### Text extract

— BEGIN —

With stirring, diethylene glycol (385 g) was then added and a precipitate of sodium
sulfate was observed. This precipitate was filtered out of the solution, washed with
96 g of diethylene glycol that was then added to the solution, and the precipitate
was discarded.
[0079] The diphosphonic acid, 1-hydroxyethylidene-1,1 -diphosphonic acid (0.55 g, 60%, DEQUEST™
2010 from Solutia Co.) was added to water (49.8 g). This solution was added to a solution
of potassium carbonate (353.3 g, 47.5%) and potassium bicarbonate (14.6 g) buffering
agents, and diethylenetriaminepentamethylenephosphonic acid (40 g, 25 %, DEQUEST™
2066 from Solutia Co.) to form a "second" solution. The additional components listed
in TABLE II were all added to.the second solution.
TABLE II
Triethanolamine (85% solution) |
23 g |
Substituted triazinylstilbene optical brightener (BLANKOPHOR REU 180 from Bayer) |
8.5 g |
Potassium bromide |
0.19 g |
Diethylene glycol |
129 g |
[0080] After the addition of these components, the second solution was added to the first
solution, with stirring, until a homogeneous solution was obtained. The resulting
concentrate was then filtered to remove any haze and packaged as a homogeneous, ready
to use, single-part color developing concentrate. This concentrate was essentially
free of all sulfate, magnesium and lithium ions.
Example 2: Alternative Color Paper Color Developing Concentrate
[0081] A homogeneous, ready to use, single-part concentrate was prepared like that described
in Example 1 except N,N-diethylhydroxylamine was replaced with N,N'-bis(2,3-dihydroxypropyl)hydroxylamine
(35.4 g of 45.7% solution). The resulting concentrate (about 1 liter) was homogeneous
and free of haze and sulfate, magnesium and lithium ions.
Example 3: Preparation of Working Strength Color Developing Composition and Processing of Color
Paper
[0082] A color developing composition useful for photoprocessing was prepared by diluting
the concentrate described in Example 1 about 7.7 times with water.

— END —

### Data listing
— BEGIN —

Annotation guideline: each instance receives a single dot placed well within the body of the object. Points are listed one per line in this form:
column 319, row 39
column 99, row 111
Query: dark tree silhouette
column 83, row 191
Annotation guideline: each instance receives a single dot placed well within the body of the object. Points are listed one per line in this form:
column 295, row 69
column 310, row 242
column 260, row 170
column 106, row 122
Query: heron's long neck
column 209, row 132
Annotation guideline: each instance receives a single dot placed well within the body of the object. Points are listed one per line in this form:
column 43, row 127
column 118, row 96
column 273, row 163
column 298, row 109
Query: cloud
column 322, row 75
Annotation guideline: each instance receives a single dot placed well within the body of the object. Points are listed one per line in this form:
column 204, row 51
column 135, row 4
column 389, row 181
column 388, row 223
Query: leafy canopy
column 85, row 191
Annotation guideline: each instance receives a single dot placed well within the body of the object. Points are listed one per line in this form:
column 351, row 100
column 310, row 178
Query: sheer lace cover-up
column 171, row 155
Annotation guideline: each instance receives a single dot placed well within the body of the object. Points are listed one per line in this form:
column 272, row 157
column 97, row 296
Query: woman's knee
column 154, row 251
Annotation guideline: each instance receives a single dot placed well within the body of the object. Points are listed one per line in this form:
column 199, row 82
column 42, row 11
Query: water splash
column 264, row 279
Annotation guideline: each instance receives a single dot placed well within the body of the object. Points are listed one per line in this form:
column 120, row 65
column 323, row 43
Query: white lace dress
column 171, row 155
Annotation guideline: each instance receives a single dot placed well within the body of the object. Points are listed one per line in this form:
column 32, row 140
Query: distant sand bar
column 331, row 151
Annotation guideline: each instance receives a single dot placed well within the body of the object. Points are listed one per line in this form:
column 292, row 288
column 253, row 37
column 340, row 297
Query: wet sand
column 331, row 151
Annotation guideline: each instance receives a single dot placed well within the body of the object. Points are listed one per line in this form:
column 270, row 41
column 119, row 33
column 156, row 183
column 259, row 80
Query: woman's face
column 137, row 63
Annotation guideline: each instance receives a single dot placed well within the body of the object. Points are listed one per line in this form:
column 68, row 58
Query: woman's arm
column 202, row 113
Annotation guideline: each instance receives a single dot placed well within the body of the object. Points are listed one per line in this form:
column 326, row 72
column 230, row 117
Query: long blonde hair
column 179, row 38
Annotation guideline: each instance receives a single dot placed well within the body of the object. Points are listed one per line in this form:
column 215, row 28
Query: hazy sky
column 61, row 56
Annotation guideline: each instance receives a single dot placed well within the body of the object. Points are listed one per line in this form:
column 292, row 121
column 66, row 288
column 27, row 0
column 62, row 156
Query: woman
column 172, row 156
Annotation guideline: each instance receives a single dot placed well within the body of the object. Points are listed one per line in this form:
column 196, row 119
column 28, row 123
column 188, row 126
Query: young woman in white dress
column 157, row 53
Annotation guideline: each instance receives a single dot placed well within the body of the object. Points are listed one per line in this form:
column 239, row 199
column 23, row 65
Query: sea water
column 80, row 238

— END —

### Set problem A
Write out the part of the developer concentrate excerpt between "With stirring, diethylene" and "was discarded.", inclusive.
### Set problem B
Render this sentence from the developer concentrate excerpt in Spanish: "This concentrate was essentially free of all sulfate, magnesium and lithium ions."

### Written solution A
With stirring, diethylene glycol (385 g) was then added and a precipitate of sodium
sulfate was observed. This precipitate was filtered out of the solution, washed with
96 g of diethylene glycol that was then added to the solution, and the precipitate
was discarded.

### Written solution B
Este concentrado estaba esencialmente libre de todos los iones de sulfato, magnesio y litio.